■ **REQUIRED WORK**
Collect each line of the records containing the string "green".

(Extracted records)
════════════════════
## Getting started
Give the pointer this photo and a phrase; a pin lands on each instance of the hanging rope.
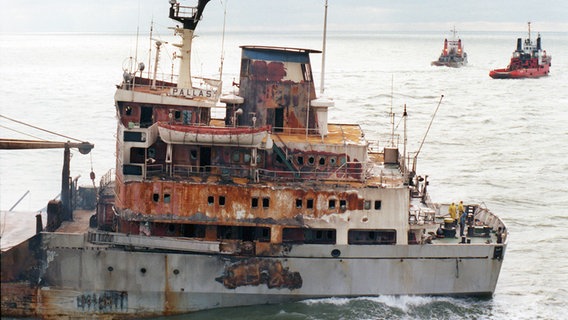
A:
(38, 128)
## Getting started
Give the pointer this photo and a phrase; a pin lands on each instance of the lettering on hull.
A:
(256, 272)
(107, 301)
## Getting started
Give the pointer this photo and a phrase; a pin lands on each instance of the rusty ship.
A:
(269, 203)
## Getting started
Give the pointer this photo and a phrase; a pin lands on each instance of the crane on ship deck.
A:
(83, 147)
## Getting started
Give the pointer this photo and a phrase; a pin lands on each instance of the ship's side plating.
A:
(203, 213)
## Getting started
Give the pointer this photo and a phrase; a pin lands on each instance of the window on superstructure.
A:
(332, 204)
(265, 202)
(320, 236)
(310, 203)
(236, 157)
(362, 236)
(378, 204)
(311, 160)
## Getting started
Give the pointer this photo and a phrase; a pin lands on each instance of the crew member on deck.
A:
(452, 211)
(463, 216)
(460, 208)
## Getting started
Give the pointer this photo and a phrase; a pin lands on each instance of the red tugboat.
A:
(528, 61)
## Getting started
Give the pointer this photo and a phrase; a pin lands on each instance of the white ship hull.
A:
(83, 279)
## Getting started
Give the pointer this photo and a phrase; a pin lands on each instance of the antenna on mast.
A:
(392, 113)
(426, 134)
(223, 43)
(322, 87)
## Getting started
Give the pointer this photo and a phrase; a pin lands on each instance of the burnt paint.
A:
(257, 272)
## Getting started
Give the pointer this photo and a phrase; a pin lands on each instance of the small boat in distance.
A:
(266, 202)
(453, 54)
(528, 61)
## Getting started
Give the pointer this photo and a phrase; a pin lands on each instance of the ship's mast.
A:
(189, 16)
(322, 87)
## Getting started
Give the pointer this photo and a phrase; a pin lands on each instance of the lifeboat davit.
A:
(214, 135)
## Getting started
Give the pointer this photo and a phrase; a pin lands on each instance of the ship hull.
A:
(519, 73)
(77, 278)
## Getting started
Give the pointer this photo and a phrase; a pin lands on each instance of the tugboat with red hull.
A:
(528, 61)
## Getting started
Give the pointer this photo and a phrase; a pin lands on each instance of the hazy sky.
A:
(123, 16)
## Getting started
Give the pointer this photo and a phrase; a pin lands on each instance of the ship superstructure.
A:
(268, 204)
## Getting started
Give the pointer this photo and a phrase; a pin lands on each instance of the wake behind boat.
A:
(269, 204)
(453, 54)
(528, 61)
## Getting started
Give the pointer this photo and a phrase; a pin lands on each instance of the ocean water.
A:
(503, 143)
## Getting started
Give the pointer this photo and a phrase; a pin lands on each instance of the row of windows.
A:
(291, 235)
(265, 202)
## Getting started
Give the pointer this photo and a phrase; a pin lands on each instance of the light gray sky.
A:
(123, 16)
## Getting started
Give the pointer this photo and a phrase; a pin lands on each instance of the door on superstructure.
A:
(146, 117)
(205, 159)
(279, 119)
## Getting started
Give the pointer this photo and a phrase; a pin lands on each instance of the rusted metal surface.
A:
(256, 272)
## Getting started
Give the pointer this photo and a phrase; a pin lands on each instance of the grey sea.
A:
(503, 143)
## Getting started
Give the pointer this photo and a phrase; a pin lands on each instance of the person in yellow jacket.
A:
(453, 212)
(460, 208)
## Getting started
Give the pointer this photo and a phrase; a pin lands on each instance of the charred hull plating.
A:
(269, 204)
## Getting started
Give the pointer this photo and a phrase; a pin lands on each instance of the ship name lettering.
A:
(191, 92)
════════════════════
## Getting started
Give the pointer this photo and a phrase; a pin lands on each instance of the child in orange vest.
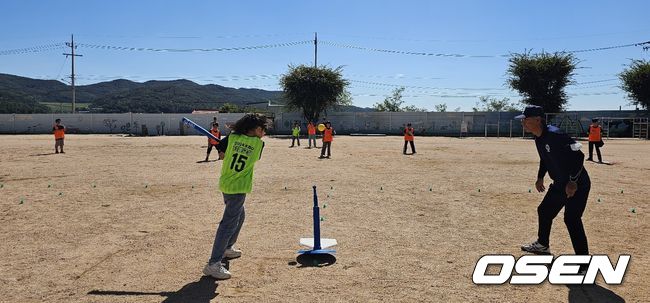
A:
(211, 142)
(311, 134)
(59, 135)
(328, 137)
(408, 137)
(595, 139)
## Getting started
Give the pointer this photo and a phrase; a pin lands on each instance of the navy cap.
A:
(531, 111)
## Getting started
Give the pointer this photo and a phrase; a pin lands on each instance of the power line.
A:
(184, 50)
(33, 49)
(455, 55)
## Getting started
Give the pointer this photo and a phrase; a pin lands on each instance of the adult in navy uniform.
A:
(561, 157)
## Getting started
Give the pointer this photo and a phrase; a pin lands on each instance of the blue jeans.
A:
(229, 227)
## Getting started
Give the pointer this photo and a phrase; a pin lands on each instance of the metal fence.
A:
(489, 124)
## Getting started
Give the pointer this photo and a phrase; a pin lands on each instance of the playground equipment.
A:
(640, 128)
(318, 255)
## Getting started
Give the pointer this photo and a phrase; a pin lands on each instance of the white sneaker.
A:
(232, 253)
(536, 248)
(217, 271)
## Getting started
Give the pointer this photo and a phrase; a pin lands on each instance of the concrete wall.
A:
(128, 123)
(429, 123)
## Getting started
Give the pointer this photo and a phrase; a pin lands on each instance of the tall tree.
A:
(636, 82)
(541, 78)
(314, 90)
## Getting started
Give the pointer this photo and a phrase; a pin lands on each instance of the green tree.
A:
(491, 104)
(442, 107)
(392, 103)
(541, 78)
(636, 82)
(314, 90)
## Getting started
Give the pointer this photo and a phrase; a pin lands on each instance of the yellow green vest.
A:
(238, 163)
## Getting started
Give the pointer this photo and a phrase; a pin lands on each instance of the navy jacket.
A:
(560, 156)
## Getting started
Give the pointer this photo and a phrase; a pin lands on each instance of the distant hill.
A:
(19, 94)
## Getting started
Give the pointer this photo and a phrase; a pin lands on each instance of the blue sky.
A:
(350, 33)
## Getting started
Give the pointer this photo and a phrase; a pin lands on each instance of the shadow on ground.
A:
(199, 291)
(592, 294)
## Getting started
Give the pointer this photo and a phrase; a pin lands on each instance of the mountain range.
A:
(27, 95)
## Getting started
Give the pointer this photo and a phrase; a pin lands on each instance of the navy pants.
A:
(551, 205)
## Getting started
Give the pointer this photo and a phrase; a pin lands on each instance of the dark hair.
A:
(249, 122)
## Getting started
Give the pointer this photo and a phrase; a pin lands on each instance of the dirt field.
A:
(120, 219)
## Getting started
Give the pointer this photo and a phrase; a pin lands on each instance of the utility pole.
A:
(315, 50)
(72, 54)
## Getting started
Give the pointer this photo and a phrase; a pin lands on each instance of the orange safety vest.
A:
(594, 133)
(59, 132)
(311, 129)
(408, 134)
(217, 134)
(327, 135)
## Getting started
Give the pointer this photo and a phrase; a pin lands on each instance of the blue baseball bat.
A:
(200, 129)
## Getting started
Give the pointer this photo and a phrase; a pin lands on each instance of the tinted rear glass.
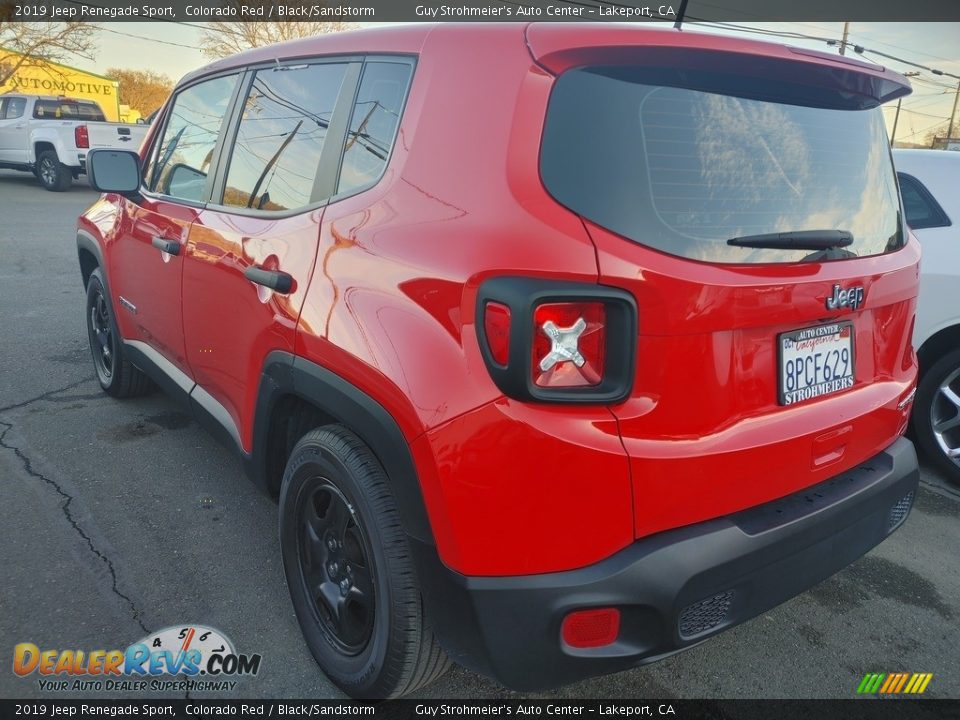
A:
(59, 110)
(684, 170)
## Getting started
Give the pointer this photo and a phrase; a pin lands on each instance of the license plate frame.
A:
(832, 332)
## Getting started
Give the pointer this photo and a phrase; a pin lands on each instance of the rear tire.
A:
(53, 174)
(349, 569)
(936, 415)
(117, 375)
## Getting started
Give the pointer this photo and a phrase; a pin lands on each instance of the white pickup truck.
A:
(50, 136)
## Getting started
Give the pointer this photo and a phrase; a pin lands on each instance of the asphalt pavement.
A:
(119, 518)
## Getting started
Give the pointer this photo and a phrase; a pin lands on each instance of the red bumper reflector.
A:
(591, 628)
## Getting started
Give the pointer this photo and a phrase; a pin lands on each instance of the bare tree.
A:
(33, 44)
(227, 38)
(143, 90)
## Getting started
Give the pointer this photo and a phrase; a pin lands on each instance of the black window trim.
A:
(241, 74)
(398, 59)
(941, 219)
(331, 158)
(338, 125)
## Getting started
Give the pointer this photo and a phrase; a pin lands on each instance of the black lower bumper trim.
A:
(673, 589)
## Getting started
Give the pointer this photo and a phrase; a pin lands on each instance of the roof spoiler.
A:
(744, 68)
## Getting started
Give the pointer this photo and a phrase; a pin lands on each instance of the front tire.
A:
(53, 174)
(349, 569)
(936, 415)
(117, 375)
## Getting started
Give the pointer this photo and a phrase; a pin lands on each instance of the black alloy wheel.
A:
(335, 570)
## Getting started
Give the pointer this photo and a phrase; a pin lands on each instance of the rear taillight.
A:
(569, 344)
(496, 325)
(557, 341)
════════════════════
■ **ANSWER TO THIS EXERCISE**
Give the pointer this photo and a phrase; a pin lands on each instance of the green tree.
Give the pointer this photo and a phrase; a pin lands on each instance of the yellow green vest.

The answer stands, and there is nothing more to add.